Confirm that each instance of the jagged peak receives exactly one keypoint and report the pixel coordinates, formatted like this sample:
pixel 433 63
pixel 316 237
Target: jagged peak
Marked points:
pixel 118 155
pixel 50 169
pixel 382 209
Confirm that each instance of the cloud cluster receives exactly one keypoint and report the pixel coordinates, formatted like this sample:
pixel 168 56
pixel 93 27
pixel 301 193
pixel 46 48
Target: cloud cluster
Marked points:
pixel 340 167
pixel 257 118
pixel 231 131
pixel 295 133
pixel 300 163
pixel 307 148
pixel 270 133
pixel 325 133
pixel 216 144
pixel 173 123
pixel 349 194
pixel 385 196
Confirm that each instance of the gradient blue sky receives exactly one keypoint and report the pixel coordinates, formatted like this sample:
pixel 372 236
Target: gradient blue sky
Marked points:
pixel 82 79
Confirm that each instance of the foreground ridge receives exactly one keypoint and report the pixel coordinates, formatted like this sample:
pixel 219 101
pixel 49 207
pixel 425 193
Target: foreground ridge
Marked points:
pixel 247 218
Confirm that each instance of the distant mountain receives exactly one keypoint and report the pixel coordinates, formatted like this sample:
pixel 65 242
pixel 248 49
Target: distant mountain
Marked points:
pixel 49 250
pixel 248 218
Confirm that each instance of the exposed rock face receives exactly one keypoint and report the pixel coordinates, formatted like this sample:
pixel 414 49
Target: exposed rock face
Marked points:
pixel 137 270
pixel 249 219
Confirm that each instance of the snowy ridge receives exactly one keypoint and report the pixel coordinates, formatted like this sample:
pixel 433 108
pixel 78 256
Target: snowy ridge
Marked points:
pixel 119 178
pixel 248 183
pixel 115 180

◆ **What is asked**
Copy the records from the start through the line containing "pixel 382 209", replacing "jagged peak" with "rocky summit" and leaving everything else unchanged.

◆ **Exercise result**
Confirm that each instance of the rocky summit receives exactly one keypoint and report the pixel coordinates, formatted like this sample:
pixel 433 63
pixel 316 237
Target: rocky summit
Marked points:
pixel 118 155
pixel 50 169
pixel 382 209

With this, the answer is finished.